__INPUT FOR THIS TASK__
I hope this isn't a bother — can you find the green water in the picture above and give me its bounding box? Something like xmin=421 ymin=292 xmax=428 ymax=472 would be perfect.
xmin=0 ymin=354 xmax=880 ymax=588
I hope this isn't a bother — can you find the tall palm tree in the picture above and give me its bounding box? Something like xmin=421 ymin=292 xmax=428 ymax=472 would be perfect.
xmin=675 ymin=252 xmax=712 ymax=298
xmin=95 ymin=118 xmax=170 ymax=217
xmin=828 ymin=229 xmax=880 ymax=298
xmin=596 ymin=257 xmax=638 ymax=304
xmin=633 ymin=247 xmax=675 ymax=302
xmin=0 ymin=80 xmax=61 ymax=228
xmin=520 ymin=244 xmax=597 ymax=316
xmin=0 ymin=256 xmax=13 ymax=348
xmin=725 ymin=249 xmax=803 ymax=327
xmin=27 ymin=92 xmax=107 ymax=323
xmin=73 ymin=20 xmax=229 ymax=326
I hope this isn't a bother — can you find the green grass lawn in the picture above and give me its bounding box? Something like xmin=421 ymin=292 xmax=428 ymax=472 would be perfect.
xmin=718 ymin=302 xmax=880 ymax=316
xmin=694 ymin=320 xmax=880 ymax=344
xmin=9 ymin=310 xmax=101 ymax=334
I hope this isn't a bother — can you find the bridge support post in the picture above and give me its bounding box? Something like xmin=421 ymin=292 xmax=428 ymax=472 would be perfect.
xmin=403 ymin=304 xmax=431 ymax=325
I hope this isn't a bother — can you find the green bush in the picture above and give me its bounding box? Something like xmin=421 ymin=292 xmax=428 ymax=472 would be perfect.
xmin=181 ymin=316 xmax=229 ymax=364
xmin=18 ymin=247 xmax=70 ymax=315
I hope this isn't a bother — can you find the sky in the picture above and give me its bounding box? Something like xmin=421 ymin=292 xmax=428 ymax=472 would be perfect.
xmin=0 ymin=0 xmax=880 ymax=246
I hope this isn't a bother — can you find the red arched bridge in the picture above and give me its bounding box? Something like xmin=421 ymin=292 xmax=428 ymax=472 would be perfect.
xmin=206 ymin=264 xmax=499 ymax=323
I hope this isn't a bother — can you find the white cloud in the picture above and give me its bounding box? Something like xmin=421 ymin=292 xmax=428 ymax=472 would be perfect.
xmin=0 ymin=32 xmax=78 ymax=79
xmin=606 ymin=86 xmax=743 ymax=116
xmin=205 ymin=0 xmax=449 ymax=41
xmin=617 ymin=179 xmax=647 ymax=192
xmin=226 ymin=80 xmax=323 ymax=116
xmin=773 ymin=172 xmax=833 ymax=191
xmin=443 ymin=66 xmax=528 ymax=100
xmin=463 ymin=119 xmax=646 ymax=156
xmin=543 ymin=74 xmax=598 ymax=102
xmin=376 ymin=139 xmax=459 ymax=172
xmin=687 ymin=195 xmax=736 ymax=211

__REQUIREMENTS__
Copy out every line of the records above, word for word and in the same order.

__ANSWER IN FULL__
I hope this isn't a bother — can you find the green water in the picture above and give me its bounding box? Something like xmin=421 ymin=292 xmax=428 ymax=472 would be perfect.
xmin=0 ymin=354 xmax=880 ymax=588
I hope this isn't a bother — can you find the tall palm tree in the picture above and give me its bounding box? Something like xmin=421 ymin=292 xmax=428 ymax=472 would be perfect.
xmin=675 ymin=252 xmax=712 ymax=298
xmin=95 ymin=118 xmax=170 ymax=217
xmin=828 ymin=229 xmax=880 ymax=298
xmin=596 ymin=257 xmax=638 ymax=304
xmin=633 ymin=247 xmax=675 ymax=302
xmin=0 ymin=80 xmax=61 ymax=228
xmin=520 ymin=244 xmax=597 ymax=316
xmin=0 ymin=256 xmax=13 ymax=348
xmin=725 ymin=249 xmax=803 ymax=327
xmin=27 ymin=92 xmax=107 ymax=323
xmin=73 ymin=20 xmax=229 ymax=326
I hope this isn't a bother — can you find the green grass lawn in the picture above and give me its bounding box? Something like xmin=421 ymin=292 xmax=428 ymax=472 would be perfect.
xmin=718 ymin=302 xmax=880 ymax=316
xmin=694 ymin=320 xmax=880 ymax=344
xmin=9 ymin=310 xmax=101 ymax=334
I hope this isn't a bother — can you find the bridge support post in the picture above and give me its bounding box? Something like xmin=421 ymin=292 xmax=428 ymax=472 would be perfect.
xmin=403 ymin=304 xmax=431 ymax=325
I hope this isn't a bother — can you find the green bush in the picture above and give me its bounding box? Something like xmin=421 ymin=292 xmax=428 ymax=472 would be perfect.
xmin=181 ymin=316 xmax=229 ymax=364
xmin=18 ymin=247 xmax=70 ymax=315
I hope this isn't a bother — can you find the sky in the picture above and give me its bounding box? Something like xmin=421 ymin=292 xmax=428 ymax=472 would be perfect.
xmin=0 ymin=0 xmax=880 ymax=246
I hope this isn't a bother — can you find the red arched bridge in the picture above and give me its bounding box? Something like xmin=421 ymin=292 xmax=428 ymax=472 would be perfect.
xmin=206 ymin=264 xmax=499 ymax=323
I hope this isn't a bother — can you find the white cloud in the picture above and give me its bounding box? Something like xmin=421 ymin=292 xmax=428 ymax=472 would be perfect.
xmin=0 ymin=32 xmax=78 ymax=79
xmin=606 ymin=86 xmax=743 ymax=116
xmin=205 ymin=0 xmax=449 ymax=41
xmin=617 ymin=179 xmax=647 ymax=192
xmin=226 ymin=80 xmax=323 ymax=116
xmin=773 ymin=172 xmax=833 ymax=191
xmin=443 ymin=66 xmax=528 ymax=100
xmin=463 ymin=119 xmax=646 ymax=156
xmin=543 ymin=74 xmax=598 ymax=102
xmin=376 ymin=139 xmax=459 ymax=172
xmin=687 ymin=195 xmax=736 ymax=211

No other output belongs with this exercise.